Directions >> Please reproduce the stretch of material from the line containing "Shot-chart audit: point to every instance of the framed" through the end of the material, substituting "seascape" for "landscape" and leaving all else unchanged. Return only those lines.

Entries supplied >>
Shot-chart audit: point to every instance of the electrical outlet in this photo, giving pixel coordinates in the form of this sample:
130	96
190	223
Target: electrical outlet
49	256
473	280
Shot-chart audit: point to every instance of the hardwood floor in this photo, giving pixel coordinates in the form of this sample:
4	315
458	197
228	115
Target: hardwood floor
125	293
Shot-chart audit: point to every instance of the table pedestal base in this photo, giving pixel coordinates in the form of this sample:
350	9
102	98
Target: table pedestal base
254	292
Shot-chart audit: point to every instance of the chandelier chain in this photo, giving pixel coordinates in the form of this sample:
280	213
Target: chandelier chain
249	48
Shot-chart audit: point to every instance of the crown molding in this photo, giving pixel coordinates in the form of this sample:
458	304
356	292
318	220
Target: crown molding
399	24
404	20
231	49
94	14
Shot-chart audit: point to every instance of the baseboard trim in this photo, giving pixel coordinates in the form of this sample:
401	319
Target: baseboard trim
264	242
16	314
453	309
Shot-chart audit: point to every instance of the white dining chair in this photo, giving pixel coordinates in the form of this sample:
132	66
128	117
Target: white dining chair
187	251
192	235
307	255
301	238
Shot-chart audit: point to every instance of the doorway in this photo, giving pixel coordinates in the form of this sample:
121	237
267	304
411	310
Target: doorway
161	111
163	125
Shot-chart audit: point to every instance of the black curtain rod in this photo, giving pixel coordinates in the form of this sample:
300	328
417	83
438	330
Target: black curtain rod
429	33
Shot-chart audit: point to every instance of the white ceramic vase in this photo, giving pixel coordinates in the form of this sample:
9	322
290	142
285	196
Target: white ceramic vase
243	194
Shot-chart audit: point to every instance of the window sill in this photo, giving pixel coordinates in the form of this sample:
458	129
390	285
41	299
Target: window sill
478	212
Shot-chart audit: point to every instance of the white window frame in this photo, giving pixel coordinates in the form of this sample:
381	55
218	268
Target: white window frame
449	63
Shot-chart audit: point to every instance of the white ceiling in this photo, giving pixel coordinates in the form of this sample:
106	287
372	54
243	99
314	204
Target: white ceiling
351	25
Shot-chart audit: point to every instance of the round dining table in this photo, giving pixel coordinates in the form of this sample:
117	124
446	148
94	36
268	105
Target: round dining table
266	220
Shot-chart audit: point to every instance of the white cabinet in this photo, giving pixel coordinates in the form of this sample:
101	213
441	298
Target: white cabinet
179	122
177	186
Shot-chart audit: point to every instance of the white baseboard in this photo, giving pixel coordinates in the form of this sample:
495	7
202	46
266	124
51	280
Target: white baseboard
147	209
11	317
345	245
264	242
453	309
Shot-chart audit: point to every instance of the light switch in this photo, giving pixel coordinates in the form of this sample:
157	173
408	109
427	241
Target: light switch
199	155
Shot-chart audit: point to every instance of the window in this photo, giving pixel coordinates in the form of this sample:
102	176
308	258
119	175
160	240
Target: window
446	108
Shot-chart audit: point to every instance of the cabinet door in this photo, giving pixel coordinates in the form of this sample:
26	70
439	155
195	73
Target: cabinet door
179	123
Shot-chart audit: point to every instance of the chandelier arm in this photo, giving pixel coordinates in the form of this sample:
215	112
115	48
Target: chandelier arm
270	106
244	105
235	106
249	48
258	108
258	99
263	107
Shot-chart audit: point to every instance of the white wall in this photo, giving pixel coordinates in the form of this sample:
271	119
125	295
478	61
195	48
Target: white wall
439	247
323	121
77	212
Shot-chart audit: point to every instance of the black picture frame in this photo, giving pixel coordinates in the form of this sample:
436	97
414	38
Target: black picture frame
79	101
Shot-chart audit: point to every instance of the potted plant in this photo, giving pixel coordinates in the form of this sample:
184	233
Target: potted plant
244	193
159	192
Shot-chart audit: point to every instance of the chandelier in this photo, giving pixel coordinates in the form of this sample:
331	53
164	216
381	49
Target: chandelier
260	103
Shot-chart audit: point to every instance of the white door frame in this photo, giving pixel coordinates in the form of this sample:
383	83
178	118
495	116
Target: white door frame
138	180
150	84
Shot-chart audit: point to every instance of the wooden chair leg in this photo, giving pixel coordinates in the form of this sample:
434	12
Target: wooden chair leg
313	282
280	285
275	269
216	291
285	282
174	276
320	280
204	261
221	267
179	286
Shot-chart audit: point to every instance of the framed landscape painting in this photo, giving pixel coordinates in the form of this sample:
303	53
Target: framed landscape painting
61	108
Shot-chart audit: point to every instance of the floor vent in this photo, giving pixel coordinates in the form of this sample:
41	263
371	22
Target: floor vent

Exercise output >>
Shot-chart audit: point to every instance of the framed seascape painting in this photo, giving pixel coordinates in the form of this sample:
303	53
Target: framed seascape painting
61	108
Shot-chart audit: point to every instance of the floor vent in this photo, giving pixel coordinates in the form of this sample:
41	263
371	22
Target: floor vent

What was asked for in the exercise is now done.